» Directions for this task
Rescale the data starting at the line that contains "of the gray" and ending after the line that contains "x=153, y=527". Reproduce every line in that span, keeping every line that holds no coordinates unchanged, and multiply each x and y coordinate value by 2.25, rounding to whole numbers with halves rounded up.
+---+
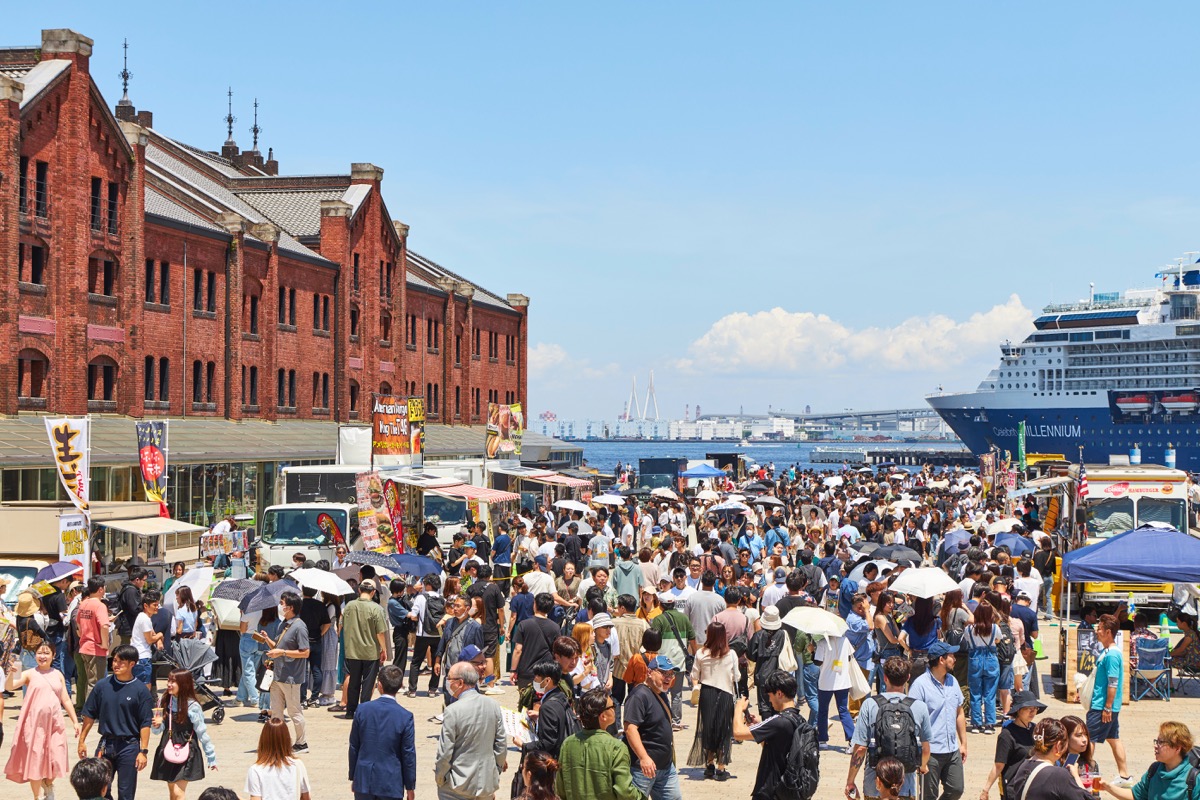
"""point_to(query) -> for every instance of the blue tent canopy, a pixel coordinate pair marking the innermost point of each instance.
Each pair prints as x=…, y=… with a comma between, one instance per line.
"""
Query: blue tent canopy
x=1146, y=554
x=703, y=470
+---+
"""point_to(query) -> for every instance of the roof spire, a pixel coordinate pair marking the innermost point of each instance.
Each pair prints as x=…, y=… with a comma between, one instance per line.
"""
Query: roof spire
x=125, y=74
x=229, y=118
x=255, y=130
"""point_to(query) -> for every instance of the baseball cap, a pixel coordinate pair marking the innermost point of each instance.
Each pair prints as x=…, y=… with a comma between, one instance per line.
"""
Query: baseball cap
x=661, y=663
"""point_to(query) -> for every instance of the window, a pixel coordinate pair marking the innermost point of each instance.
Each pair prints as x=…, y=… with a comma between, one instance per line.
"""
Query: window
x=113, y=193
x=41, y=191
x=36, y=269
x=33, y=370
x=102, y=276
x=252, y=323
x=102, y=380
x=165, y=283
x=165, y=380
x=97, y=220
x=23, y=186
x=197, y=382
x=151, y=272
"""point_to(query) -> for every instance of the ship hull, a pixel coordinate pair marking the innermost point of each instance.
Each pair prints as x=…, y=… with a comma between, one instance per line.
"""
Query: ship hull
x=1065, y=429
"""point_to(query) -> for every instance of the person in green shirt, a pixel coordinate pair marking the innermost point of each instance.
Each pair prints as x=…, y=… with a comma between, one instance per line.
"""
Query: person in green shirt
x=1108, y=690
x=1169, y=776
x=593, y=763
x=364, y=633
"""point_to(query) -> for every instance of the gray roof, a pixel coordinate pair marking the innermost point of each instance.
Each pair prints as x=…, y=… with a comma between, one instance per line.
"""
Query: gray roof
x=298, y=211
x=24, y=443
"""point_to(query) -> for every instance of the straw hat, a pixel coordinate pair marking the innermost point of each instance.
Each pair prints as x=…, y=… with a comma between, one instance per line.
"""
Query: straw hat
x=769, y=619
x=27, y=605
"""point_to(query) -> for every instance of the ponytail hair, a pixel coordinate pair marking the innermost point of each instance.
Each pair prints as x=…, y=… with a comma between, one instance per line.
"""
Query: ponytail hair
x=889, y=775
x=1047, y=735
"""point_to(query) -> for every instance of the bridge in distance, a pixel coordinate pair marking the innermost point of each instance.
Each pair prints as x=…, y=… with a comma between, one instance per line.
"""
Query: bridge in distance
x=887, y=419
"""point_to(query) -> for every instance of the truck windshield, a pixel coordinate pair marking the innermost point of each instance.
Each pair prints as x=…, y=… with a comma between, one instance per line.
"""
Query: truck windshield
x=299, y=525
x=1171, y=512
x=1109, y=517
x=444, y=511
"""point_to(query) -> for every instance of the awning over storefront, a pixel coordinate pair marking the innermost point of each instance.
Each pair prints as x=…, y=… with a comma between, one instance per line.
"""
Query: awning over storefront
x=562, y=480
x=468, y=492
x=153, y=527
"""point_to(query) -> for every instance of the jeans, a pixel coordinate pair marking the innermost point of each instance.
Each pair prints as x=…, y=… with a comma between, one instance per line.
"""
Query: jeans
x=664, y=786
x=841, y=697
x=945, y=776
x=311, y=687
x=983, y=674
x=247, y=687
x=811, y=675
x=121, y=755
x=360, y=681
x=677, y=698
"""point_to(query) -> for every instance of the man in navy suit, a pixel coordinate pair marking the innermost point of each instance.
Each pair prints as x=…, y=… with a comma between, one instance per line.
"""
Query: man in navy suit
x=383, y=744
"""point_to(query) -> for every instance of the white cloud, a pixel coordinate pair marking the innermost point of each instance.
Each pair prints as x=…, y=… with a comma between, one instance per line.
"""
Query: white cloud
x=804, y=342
+---+
» Response
"""point_to(query) -> for every instance of the gray roof, a pixel coordinate pair marking the innermost point of each instance.
Each pair prints as x=…, y=… with a comma between, one instance per line.
"""
Query: gray roof
x=671, y=475
x=54, y=997
"""point_to(query) -> for every instance of the straw hat, a pixel coordinate pair marking the innermost point of each instance.
Each pair prints as x=…, y=… with a comma between, one instance per line.
"""
Query: straw hat
x=1730, y=1393
x=61, y=1361
"""point_to(query) -> for every instance of the ponytail hair, a pixel coordinate pair marking the innermost point of each instance.
Each pair prints as x=…, y=… with a comma between, one instance per line.
"""
Query: ponytail hair
x=2000, y=1744
x=2356, y=1654
"""point_to(query) -> for every instance of the bridge in distance, a pixel coordinate pair marking the innermost point of each instance.
Each pair prints as x=…, y=… with a comma between, one instance per line.
"""
Query: bridge in distance
x=1996, y=943
"""point_to(query) -> for every instance of the truck windshield, a pixel coordinate pair marking the innermost point of each instance.
Each pair prints as x=…, y=… with a comma between, one instance per line.
"""
Query: truck windshield
x=673, y=1181
x=2635, y=1152
x=2495, y=1163
x=999, y=1150
"""point_to(query) -> for every instance of the awning over storefront, a pixel coordinate pair marking the innermost point of each instance.
Each pair prints as x=…, y=… with a comma between, one instance per line.
"""
Query: awning over storefront
x=1265, y=1080
x=1053, y=1107
x=344, y=1186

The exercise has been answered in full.